§ PARTS OF THE EXERCISE:
1. According to the healthy eating article, how many calories do a Big Mac, a large serving of fries, and a medium milkshake provide?
2. In the healthy eating article, swap "apples" for "pears" and write out the passage between "One of Micky" and "are unadulterated.", inclusive.
3. Carry on the article about healthy eating on the go from where it stops.

── EXTRACTED TEXT

Healthy Eating on the Go

By Kathleen Shannon

A hectic day and a healthy lunch don’t usually go hand-in-hand. If you’re hopping all day from appointment to appointment or are bogged down with family obligations, there are alternatives to that highway filled with fast food restaurants. Both busy moms and harried executives with a packed schedule can eat healthy while on-the-go.

One of Micky D’s new tag lines –  “Nutrition Journey: It’s all about delicious choices” – mentions nutrition and choice, but the online menu and listing of calories hasn’t really changed too much. A Big Mac, a large serving of fries and a medium milkshake provide 1570 calories, which is in the range for average caloric intake per day. This meal is loaded with sugar, salt and chemicals. While McDonald’s employees are now required to take an online nutrition course, the corporate nod to nutrition is pretty much window dressing.  There are sliced apples, oatmeal and fruit smoothies on the menu, but only the apples
are unadulterated.

────
── RECORDED DATA

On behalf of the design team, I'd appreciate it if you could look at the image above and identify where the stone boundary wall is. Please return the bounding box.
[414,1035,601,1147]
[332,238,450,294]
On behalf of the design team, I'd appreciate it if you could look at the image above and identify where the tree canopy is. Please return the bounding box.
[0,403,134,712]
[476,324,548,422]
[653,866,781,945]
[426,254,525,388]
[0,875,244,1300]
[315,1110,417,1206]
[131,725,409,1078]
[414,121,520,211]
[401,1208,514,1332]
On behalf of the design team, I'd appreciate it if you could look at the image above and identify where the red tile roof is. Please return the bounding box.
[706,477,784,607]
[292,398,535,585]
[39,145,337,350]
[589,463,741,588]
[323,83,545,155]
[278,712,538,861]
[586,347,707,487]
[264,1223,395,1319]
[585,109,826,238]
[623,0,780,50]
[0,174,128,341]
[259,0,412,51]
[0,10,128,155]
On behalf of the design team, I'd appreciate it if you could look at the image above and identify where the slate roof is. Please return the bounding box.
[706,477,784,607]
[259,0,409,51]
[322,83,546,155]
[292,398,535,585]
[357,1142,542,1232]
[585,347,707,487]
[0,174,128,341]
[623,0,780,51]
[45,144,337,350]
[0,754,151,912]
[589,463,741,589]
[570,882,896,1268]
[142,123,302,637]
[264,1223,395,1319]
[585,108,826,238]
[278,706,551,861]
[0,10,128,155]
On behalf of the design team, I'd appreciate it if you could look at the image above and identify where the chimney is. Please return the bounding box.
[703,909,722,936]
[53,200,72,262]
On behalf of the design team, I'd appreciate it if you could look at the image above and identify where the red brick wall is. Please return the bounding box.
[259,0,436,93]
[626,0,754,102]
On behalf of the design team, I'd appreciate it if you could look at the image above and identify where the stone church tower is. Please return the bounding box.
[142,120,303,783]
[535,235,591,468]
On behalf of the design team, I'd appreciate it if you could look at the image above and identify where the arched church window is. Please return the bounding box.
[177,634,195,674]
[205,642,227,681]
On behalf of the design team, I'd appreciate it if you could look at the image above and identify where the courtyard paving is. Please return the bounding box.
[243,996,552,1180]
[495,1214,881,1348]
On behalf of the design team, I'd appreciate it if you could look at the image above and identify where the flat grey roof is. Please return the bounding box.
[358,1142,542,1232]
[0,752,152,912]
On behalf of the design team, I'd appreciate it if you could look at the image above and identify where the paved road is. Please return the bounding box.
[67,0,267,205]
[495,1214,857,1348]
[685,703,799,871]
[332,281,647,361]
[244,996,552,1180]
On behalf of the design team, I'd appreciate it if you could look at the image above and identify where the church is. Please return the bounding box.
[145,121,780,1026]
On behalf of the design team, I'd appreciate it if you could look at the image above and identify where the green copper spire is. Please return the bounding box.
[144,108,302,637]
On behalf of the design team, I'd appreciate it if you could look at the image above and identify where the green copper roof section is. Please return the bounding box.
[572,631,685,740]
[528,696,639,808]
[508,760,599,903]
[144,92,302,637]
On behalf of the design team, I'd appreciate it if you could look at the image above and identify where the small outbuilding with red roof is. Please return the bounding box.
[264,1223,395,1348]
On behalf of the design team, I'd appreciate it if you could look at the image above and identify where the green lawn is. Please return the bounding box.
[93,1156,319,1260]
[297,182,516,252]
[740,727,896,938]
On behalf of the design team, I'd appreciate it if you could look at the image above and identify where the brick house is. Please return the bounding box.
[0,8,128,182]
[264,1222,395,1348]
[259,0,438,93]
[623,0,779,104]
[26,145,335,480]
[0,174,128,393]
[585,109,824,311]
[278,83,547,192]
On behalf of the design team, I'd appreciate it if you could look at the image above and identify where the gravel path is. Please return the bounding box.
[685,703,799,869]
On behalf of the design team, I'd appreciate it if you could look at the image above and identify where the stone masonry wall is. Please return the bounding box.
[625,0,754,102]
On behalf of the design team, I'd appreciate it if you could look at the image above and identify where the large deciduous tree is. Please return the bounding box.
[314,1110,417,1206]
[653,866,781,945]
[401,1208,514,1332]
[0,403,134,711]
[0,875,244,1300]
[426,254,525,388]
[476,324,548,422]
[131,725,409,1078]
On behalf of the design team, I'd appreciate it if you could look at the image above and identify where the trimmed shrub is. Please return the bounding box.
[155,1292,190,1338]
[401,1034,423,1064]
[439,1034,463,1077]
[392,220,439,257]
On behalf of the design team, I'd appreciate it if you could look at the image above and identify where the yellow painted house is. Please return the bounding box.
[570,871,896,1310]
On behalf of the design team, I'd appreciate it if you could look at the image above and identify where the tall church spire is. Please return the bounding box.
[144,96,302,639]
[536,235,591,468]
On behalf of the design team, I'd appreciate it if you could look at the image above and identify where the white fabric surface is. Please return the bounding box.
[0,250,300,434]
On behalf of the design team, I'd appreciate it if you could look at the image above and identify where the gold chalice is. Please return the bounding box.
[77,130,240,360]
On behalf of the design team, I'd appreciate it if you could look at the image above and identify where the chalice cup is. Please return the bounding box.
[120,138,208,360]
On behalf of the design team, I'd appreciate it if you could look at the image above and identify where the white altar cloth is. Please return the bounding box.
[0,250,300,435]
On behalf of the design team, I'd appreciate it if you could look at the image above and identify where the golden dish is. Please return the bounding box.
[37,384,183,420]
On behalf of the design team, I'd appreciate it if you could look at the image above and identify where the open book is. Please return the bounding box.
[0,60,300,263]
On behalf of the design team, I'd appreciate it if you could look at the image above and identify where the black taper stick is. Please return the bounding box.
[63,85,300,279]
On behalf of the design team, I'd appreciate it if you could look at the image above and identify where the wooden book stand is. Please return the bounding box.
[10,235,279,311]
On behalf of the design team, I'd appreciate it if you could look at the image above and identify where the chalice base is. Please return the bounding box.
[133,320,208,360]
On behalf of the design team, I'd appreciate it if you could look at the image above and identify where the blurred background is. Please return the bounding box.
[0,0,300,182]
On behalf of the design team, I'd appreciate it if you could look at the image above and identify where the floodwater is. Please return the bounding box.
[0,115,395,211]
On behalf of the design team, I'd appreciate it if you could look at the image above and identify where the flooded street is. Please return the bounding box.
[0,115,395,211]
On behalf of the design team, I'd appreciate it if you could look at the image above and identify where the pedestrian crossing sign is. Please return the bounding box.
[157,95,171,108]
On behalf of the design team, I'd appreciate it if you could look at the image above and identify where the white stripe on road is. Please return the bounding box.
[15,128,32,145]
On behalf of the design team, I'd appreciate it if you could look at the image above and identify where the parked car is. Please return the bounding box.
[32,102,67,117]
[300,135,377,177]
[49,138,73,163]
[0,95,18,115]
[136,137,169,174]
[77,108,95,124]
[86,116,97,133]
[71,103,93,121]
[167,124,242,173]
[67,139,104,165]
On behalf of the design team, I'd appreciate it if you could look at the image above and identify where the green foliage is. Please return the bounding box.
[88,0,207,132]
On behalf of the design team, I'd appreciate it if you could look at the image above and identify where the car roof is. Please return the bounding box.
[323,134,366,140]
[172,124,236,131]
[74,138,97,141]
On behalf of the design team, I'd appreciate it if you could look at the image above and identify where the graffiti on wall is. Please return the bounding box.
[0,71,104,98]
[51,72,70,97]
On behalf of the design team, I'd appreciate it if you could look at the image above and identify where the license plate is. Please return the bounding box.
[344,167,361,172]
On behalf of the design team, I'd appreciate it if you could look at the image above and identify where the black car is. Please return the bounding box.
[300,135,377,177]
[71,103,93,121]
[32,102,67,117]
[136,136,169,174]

────

§ RESULTS:
1. 1570 calories

2.
One of Micky D’s new tag lines –  “Nutrition Journey: It’s all about delicious choices” – mentions nutrition and choice, but the online menu and listing of calories hasn’t really changed too much. A Big Mac, a large serving of fries and a medium milkshake provide 1570 calories, which is in the range for average caloric intake per day. This meal is loaded with sugar, salt and chemicals. While McDonald’s employees are now required to take an online nutrition course, the corporate nod to nutrition is pretty much window dressing.  There are sliced pears, oatmeal and fruit smoothies on the menu, but only the pears
are unadulterated.

3.
Stephen Vassallo, proprietor of Nature’s Kitchen at the Allentown Farmer’s Market, warns his customers to avoid fast food chains and focus on healthier choices. Stop by Nature’s Kitchen and you’ll find organic chicken salad and locally made peanut butter, oatmeal and applesauce granola bar. There are always four or five soups to choose from and organic, vegan menu items. Vassallo acknowledges that at times fresh and local may be a little bit more expensive, but your health is worth it.

If you have time to plan and pack a lunch for your busiest days, he recommends fresh fruit and veggies along with an organic peanut butter and sugarless jam sandwich on whole grain bread.

Vassallo, who earned a biology degree from Villanova University, became interested in healthy food while talking with clients at his Body Elite personal training facility on Hamilton Boulevard, Allentown.  The more he spoke with them about combining healthy, whole food with their fitness program, the closer he got to one of his dreams: offering wholesome foods to the community. “I always wanted to have a spot for healthy foods.”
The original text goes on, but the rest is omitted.